These are wild times for climate change in America. We have floods and droughts and fires and heat waves — scary, deadly, catastrophic events — unfolding in front of our eyes as policymakers scramble to satisfy an anxious public and activists increase the volume of their pleas.
Yesterday in Eugene, the Biden Administration’s top transportation leader, US Department of Transportation Secretary Pete Buttigieg appeared at a press conference with U.S. Congressmen and Chair of the House Transportation & Infrastructure Committee, Peter DeFazio. They and other officials spent the day viewing safety challenges on Highway 99 in Corvallis and driving an all-electric bus. The high-profile visit was part of a tour to tout Biden’s Bipartisan Infrastructure Framework.
As the climate issue heats up, so too are calls to use transportation policy as a way to address it.
DeFazio spoke in stark terms about the climate crisis during his remarks. “This is the 21st century, the Eisenhower [Interstate Highway] Plan was built for the existential threat of the time; invasion by Russia so we could move troops and equipment quickly to the coasts. Or nuclear war, so we could evacuate our cities. We have a new existential threat,” DeFazio said. “And that’s climate change… We have to deal seriously with this.”
“In too many places around the country in the automobile era, we designed everything for throughput of automobiles, and no thought to pedestrians, no thought to to cycling or alternative modes.”
— Peter DeFazio, U.S. House Representative
DeFazio then hyped-up the spending outline of the $579 billion proposal. Most of his excitement seemed to be around electrification of transportation because he sees how production of batteries and other related hardware (500,000 electric vehicle charging stations) could boost the jobs appeal of the package (and earn Republican support).
And in a sign of how far the concept of transportation justice and equity have come in the past few years, DeFazio said, “In too many places around the country in the automobile era, we designed everything for throughput of automobiles, and no thought to pedestrians, no thought to to cycling or alternative modes. Just move the traffic as quickly as possible.” “We divided communities of color. And that was done in many places intentionally,” he continued. “We can still have traffic, but we can have it safe for cycling and pedestrians and others. And we can also restore social equity.”

• _Data lines_

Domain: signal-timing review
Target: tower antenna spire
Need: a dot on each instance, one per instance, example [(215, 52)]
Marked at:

• _Task prompt_
Write the next part of the article about Pete Buttigieg and Peter DeFazio's visit to Eugene, starting right after its final sentence.

• _Response_
It’s very notable to have DeFazio — chair of the House T & I Committee and one of the most respected voices on transportation on Capitol Hill — speak so clearly about the ills of our car-centric highway legacy.
Buttigieg also made climate change central to his pitch. “Oregon unfortunately, like so many other places in the world has reminded us of what’s at stake in the climate crisis,” he said. “Things that we had talked about maybe going to happen in the middle of this century, that instead happened last week. Things that are only going to accelerate and become more and more damaging if we let them… The climate crisis isn’t just coming. It’s it’s upon us.”
Like DeFazio, Buttigieg made some space for cycling in his comments. He said “bicycle commuting and bicycle recreation,” are “especially important” for the future of our cities. The framework includes $10 billion for “safety,” and Buttigieg said nearly half of that would go toward projects that will allow people to walk or use a wheelchair or use a bike safely, “and don’t have to bring two tons of metal with them everywhere they’re going.” Another way the plan will make it easier to live a low-car lifestyle is the $50 billion set-aside for public transit, which would be the largest such investment in American history.
Words matter when it comes to organizing and persuasion, but a warming planet can’t hear them. These politicians must deliver bold funding and policy measures if we want to stem the tide of this crisis. While there’s been promising momentum of late, there’s still a lot of negotiations and politics to come. Senate Majority Leader Chuck Schumer has set a July 21st deadline to stop talking and start moving forward with the legislation.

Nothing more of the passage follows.